● Required task 1
Decide whether each statement agrees with the French studies announcement below. For each, answer yes or no and quote the words of the announcement that settle it.
(a) Papers may be presented in English or French.
(b) Each paper abstract should be about 500 words long.
(c) The proposed chair of a complete panel may also be one of its speakers.

● Source text
####

1.1 Society for French Studies 54th Annual Conference
1.2 “Migration” British Comparative Literature Association (BCLA) Triennial Conference
1.3 Colonial Education in Africa: Connecting Histories of Education Through Text, Image,Voice, Memory and Word.
1.4 Subjectivity vs. Objectivity in Postcolonial Studies
1.5 NeMLA Roundtable: Haiti after the Earthquake: the Shape, Role and Power of Writing

Calls for contribution
2.1 A New Anthology of Poems from Gay, Lesbian, Bisexual, & Transgender Africans

New titles
3.1 Between Republic and Market Globalization and Identity in Contemporary France

Other news
4.1 SPFS Postgraduate Workshop “Francophone Postcolonial Visual Cultures”
4.2 International Workshop “Imagining Contemporary Algerias: Communities, Nation-State, the Maghreb and the Mediterranean”


Society for French Studies 54th Annual Conference

University of Nottingham

1 – 3 July 2013

We are pleased to invite proposals for papers (in English or French; duration: 20 minutes) for panel sessions on the following topics:

Bestsellers: popular reading practices in French and francophone literature

Ghosts and Demons

Textual afterlives

Du côté de chez Swann at 100

France and Africa

Undergrounds and underworlds

Stardom and celebrity in French and francophone culture

French theory and visual culture


Two cultures? French and Latin in the early modern period

The suggested topics may be interpreted widely and are intended to encompass as broad an historical range as may be applicable. Please provide a short abstract (250-300 words per paper), outlining the argument of the proposed paper. Abstracts should be framed with a view to addressing an audience made up of both specialists and non-specialists and should include the contact details (electronic and regular mail) of the proposer.

The Society encourages proposals for complete panels (of 3 or 4 speakers) on any area of French studies and it is hoped that approximately half of the sixteen parallel sessions at the conference will emerge from complete-panel proposals.  These should include the names, e-mail and postal addresses of all speakers, and those of the proposed session chair, who should not be one of the speakers. As well as a 250-300-word abstract for each speaker, proposals should contain a brief outline of the rationale and motivation of the proposed panel (no more than one printed page). One individual involved should be clearly designated as the proposer with overall responsibility for the proposed session.

####

● Data for this task

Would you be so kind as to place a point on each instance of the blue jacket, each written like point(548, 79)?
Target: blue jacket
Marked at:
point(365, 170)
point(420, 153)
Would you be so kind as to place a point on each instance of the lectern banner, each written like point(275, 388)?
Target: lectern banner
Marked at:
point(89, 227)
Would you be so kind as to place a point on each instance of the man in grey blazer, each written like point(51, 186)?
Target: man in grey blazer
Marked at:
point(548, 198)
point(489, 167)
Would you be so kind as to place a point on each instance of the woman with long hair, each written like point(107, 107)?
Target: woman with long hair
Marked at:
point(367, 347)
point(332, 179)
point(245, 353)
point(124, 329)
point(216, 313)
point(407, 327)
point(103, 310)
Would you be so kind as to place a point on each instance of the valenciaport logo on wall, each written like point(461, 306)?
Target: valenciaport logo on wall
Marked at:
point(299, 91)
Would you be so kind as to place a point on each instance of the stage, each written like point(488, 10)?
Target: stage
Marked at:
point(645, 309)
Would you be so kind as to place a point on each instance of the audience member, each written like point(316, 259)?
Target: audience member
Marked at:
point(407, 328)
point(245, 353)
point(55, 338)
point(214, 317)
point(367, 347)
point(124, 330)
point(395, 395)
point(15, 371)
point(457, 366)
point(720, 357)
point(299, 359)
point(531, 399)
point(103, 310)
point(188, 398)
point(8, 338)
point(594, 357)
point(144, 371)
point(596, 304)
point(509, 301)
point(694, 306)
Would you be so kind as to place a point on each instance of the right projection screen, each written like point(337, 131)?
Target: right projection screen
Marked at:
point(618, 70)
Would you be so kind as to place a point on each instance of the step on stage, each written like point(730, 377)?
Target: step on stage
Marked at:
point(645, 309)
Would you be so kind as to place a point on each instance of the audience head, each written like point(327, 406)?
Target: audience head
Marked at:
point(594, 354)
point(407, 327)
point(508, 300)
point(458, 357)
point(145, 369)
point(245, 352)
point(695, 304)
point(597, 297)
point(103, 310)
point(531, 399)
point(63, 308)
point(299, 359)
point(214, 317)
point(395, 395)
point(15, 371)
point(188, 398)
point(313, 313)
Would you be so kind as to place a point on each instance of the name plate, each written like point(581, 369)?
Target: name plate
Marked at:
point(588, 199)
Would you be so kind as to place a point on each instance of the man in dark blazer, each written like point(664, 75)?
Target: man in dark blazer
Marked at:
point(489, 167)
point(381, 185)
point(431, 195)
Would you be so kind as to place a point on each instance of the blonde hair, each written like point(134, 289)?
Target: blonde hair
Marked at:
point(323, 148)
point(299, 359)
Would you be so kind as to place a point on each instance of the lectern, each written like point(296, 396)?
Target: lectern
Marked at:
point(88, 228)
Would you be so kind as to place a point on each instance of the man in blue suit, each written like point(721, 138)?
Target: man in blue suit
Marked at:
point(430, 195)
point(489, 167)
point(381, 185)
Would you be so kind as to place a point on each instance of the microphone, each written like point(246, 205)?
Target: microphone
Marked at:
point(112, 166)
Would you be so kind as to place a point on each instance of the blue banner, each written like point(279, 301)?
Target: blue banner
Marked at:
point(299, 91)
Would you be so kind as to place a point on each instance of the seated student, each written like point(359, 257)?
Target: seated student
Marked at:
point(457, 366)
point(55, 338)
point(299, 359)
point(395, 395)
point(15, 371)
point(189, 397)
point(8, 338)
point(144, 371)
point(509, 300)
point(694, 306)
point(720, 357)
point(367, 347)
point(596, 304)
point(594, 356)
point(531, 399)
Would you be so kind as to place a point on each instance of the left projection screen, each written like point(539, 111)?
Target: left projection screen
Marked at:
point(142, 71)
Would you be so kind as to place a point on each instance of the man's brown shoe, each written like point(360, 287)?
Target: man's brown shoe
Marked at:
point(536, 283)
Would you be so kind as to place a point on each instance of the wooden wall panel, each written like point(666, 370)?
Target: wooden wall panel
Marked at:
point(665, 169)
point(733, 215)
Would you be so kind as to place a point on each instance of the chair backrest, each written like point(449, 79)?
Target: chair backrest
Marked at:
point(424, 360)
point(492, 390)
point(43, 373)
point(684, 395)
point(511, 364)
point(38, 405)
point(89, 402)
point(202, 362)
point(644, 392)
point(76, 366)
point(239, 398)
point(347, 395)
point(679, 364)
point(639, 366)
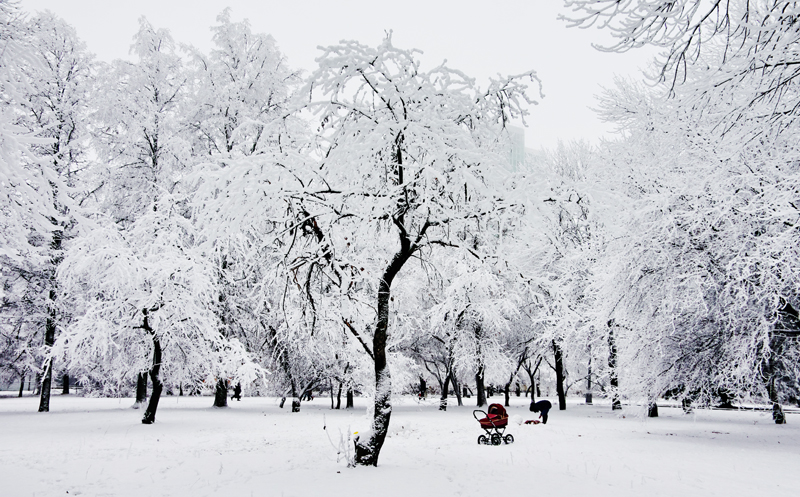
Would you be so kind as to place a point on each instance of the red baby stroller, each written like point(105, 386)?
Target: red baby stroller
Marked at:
point(494, 424)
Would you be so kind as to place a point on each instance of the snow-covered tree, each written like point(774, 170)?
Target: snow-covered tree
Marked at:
point(51, 106)
point(405, 162)
point(241, 86)
point(140, 125)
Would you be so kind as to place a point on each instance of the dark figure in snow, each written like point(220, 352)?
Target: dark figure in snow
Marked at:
point(543, 407)
point(778, 415)
point(237, 392)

####

● Required task 2
Copy word for word the stretch of the records from the line that contains "like point(581, 369)?" through the line that contains "point(588, 199)", including both of those lines.

● Problem solution 1
(a) Yes: "in English or French; duration: 20 minutes"
(b) No: "250-300 words per paper"
(c) No: "who should not be one of the speakers"

● Problem solution 2
Would you be so kind as to place a point on each instance of the name plate, each written like point(581, 369)?
Target: name plate
Marked at:
point(588, 199)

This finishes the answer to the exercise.